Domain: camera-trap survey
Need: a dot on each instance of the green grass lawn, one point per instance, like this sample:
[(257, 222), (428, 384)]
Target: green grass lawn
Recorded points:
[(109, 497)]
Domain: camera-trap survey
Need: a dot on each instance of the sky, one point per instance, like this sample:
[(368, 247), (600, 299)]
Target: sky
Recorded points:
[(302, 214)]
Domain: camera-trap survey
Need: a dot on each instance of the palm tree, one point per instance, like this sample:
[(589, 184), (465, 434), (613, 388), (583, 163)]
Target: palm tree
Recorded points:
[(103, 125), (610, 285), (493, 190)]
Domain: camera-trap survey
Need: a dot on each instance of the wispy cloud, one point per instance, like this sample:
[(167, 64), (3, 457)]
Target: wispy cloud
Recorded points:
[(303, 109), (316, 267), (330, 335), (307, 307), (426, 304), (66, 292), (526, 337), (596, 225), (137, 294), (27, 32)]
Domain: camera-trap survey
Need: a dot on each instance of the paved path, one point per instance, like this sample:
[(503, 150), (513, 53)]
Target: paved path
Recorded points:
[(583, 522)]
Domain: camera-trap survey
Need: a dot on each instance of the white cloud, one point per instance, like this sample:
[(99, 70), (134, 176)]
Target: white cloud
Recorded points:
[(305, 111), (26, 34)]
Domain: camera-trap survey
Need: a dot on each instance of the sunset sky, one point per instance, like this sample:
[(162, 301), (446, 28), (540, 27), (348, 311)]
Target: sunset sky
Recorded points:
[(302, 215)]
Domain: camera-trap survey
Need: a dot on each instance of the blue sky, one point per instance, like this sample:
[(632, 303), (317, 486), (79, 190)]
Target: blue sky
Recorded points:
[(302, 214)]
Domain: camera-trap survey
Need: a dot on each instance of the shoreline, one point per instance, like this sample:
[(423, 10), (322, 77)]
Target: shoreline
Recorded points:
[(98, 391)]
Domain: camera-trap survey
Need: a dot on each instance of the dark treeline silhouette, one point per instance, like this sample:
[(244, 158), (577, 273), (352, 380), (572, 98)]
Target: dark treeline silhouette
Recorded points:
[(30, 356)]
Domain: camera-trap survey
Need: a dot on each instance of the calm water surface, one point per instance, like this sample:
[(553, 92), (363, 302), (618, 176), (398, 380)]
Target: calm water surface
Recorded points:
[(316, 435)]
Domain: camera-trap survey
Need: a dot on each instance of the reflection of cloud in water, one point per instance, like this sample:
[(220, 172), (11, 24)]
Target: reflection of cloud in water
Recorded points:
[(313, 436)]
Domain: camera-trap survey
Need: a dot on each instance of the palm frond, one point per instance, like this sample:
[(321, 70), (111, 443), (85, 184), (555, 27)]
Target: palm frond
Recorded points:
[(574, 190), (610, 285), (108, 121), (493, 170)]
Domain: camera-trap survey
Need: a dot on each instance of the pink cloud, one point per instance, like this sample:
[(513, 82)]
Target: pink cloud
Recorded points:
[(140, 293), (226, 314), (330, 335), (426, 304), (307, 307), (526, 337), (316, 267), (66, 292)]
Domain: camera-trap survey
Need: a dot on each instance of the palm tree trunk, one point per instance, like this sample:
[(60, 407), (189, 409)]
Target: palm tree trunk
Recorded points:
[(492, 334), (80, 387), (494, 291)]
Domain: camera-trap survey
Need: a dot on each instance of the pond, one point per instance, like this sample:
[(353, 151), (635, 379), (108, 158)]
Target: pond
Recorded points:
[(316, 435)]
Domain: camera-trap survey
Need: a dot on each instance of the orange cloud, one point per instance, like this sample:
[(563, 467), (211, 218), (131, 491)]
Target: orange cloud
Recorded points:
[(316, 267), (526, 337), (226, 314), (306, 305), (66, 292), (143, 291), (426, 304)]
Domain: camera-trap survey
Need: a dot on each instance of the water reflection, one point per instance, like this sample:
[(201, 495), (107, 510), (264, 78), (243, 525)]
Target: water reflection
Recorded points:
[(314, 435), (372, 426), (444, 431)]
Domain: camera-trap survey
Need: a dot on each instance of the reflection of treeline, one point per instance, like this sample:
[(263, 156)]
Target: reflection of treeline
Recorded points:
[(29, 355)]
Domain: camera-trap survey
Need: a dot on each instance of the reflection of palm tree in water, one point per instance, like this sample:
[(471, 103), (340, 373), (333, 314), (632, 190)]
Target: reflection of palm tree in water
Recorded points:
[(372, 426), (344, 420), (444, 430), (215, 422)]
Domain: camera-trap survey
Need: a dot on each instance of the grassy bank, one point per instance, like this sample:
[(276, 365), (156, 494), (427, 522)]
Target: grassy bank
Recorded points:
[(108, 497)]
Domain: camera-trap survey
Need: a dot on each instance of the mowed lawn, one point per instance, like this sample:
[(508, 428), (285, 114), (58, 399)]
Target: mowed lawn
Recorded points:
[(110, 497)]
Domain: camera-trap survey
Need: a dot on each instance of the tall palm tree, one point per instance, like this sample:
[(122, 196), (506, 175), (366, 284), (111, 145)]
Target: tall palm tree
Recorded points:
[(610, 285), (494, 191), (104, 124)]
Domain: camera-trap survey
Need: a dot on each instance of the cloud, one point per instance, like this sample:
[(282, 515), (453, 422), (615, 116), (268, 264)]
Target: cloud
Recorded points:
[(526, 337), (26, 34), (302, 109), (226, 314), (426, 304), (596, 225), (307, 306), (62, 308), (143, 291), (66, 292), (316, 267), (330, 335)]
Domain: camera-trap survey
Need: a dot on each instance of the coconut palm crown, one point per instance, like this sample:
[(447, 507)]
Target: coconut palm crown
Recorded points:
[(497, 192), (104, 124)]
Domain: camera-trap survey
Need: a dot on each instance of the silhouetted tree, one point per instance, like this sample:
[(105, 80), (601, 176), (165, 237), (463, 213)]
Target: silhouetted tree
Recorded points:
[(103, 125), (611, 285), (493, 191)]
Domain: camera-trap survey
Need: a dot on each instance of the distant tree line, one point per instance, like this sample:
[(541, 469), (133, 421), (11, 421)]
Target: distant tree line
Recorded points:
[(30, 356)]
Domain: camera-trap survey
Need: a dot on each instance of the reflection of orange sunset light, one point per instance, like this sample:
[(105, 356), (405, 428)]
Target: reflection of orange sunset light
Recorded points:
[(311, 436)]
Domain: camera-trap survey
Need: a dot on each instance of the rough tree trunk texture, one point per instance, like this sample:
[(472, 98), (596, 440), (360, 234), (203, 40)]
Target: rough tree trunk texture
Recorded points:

______________________________

▶ **WHAT IS NEEDED**
Rewrite all the rows above as a numbered list with one line per item, leaving out any blank lines.

▶ **WRITTEN ANSWER**
1. Domain: camera-trap survey
2. Need: a dot on each instance of the green grass lawn, one point per instance, like this sample:
3. [(257, 222), (428, 384)]
4. Target: green grass lawn
5. Recorded points:
6. [(109, 497)]
7. Domain: camera-trap survey
8. Need: a dot on each instance of the sky, one point per instance, like this sample:
9. [(368, 247), (600, 299)]
10. Target: sky
11. Recorded points:
12. [(302, 214)]
13. Domain: camera-trap survey
14. Need: a dot on each instance of the palm tree, one point per instance, like this sample:
15. [(589, 184), (465, 434), (613, 388), (583, 163)]
16. Target: palm tree
17. Recorded points:
18. [(103, 125), (610, 285), (493, 190)]
19. Domain: camera-trap survey
20. Need: a dot on each instance of the wispy cloud, one point per instance, like this sample:
21. [(167, 64), (3, 457)]
22. Target: wispy cloud
23. Recorded points:
24. [(303, 109), (316, 267), (330, 335), (307, 307), (426, 304), (66, 292), (526, 337), (596, 225), (137, 294), (27, 32)]
25. Domain: camera-trap survey
26. Need: a dot on each instance of the paved path, one point per instance, like this sample:
27. [(503, 150), (513, 53)]
28. Target: paved path
29. Recorded points:
30. [(583, 522)]
31. Domain: camera-trap survey
32. Need: a dot on each instance of the white cloud, one point per instance, like this sample:
33. [(99, 70), (134, 176)]
34. Target: white cloud
35. Recorded points:
36. [(305, 111), (26, 34)]
37. Domain: camera-trap survey
38. Need: a dot on each instance of the sunset sky, one point per instance, like this sample:
39. [(162, 301), (446, 28), (540, 27), (348, 311)]
40. Target: sunset sky
41. Recorded points:
42. [(302, 215)]
43. Domain: camera-trap survey
44. Need: a dot on each instance of the blue sky, one point per instance, like this sample:
45. [(632, 303), (317, 486), (79, 190)]
46. Target: blue sky
47. Recorded points:
48. [(302, 214)]
49. Domain: camera-trap survey
50. Need: a dot on each instance of the shoreline, one point per instance, like this sample:
51. [(423, 10), (322, 77)]
52. Target: shoreline
53. Recorded points:
54. [(98, 391)]
55. Domain: camera-trap survey
56. Need: a dot on each instance of the dark treeline silhouette, one point per instance, like this sample:
57. [(244, 158), (577, 273), (352, 380), (572, 98)]
58. Target: dark treeline silhouette
59. Recorded points:
60. [(30, 356)]
61. Domain: camera-trap survey
62. Need: a dot on each instance of the calm water surface, one point per instance, like this sample:
63. [(553, 92), (363, 302), (618, 176), (398, 380)]
64. Target: calm water surface
65. Recorded points:
66. [(316, 435)]
67. Domain: camera-trap survey
68. Need: a dot on each instance of the reflection of cloud in water, one point per instance, like this sample:
69. [(220, 172), (11, 24)]
70. Target: reflection of cloud in water
71. Recorded points:
72. [(313, 436)]
73. Domain: camera-trap survey
74. Need: a dot on each instance of the palm frond, one point per instance, like this sample:
75. [(321, 70), (111, 443), (85, 184), (555, 27)]
76. Target: palm frond
77. Recorded points:
78. [(574, 190), (610, 285), (108, 121), (493, 170)]
79. Domain: camera-trap survey
80. Need: a dot on each instance of the pink cloud, one point per instance, like this sample:
81. [(513, 82)]
82. Target: pink cloud
83. Recorded points:
84. [(140, 293), (226, 314), (330, 335), (426, 304), (307, 307), (526, 337), (316, 267), (66, 292)]
85. Domain: camera-trap survey
86. Need: a dot on each instance of the palm tree trunk, one point per instance, like this sample:
87. [(60, 407), (189, 409)]
88. Target: palm tree trunk
89. Recorded points:
90. [(492, 334), (80, 387), (494, 291)]
91. Domain: camera-trap survey
92. Need: a dot on each instance of the pond, one point per instance, like this sample:
93. [(353, 151), (635, 379), (108, 158)]
94. Target: pond
95. Recorded points:
96. [(316, 435)]
97. Domain: camera-trap survey
98. Need: a dot on each instance of the orange cloud, one point per instance, like this sample:
99. [(563, 467), (211, 218), (131, 491)]
100. Target: orange cloud
101. Recorded points:
102. [(316, 267), (526, 337), (226, 314), (306, 305), (66, 292), (143, 291), (426, 304)]
103. Domain: camera-trap survey
104. Need: a dot on each instance of the water reflection, one point per instance, like this sample:
105. [(201, 495), (107, 510), (264, 78), (243, 525)]
106. Target: water reflection
107. Recorded points:
108. [(314, 435), (372, 426), (444, 431)]
109. Domain: camera-trap survey
110. Need: a dot on each instance of the reflection of treeline, one point per instance, like this sample:
111. [(263, 156)]
112. Target: reflection of treeline
113. Recorded points:
114. [(29, 355)]
115. Domain: camera-trap survey
116. Need: a dot on each instance of the reflection of palm tree in water, one point per instance, like this sample:
117. [(471, 103), (340, 373), (333, 314), (632, 190)]
118. Target: reflection of palm tree in water
119. Recorded points:
120. [(372, 426), (344, 420), (444, 430), (215, 422)]
121. Domain: camera-trap survey
122. Need: a dot on each instance of the grassy bank, one point per instance, like this sample:
123. [(276, 365), (156, 494), (427, 522)]
124. Target: grassy bank
125. Recorded points:
126. [(108, 497)]
127. Domain: camera-trap survey
128. Need: a dot on each instance of the mowed lawn, one point per instance, like this sample:
129. [(508, 428), (285, 114), (58, 399)]
130. Target: mowed lawn
131. Recorded points:
132. [(110, 497)]
133. Domain: camera-trap survey
134. Need: a dot on each instance of the tall palm tree, one point per instance, like this sample:
135. [(122, 196), (506, 175), (366, 284), (111, 145)]
136. Target: tall palm tree
137. Recorded points:
138. [(610, 285), (494, 191), (104, 124)]
139. Domain: camera-trap survey
140. Need: a dot on each instance of the cloud, one point per instance, like this sample:
141. [(282, 515), (453, 422), (615, 116), (268, 264)]
142. Target: cloud
143. Recorded points:
144. [(526, 337), (26, 34), (302, 109), (226, 314), (426, 304), (596, 225), (307, 306), (62, 308), (143, 291), (66, 292), (316, 267), (330, 335)]
145. Domain: camera-trap survey
146. Need: a dot on each instance of the coconut palm crown, one point per instance, like this sample:
147. [(447, 507)]
148. Target: coconut palm crown
149. Recorded points:
150. [(497, 192), (104, 124)]
151. Domain: camera-trap survey
152. Need: a dot on each instance of the silhouetted tree, one point per instance, like this sample:
153. [(105, 80), (601, 176), (165, 237), (463, 213)]
154. Target: silhouetted tree
155. Recorded points:
156. [(103, 125), (611, 285), (493, 191)]
157. Domain: camera-trap survey
158. Need: a dot on each instance of the distant tree line, one point per instance, like this sample:
159. [(541, 469), (133, 421), (11, 421)]
160. Target: distant tree line
161. Recorded points:
162. [(30, 356)]
163. Domain: camera-trap survey
164. Need: a dot on each instance of the reflection of orange sunset light, one point per instance, like this sample:
165. [(105, 356), (405, 428)]
166. Target: reflection of orange sunset light
167. Recorded points:
168. [(311, 436)]
169. Domain: camera-trap survey
170. Need: a dot on each instance of the rough tree trunk texture, one point per instance, like this sample:
171. [(472, 98), (596, 440), (360, 234), (203, 40)]
172. Target: rough tree trunk texture
173. Recorded points:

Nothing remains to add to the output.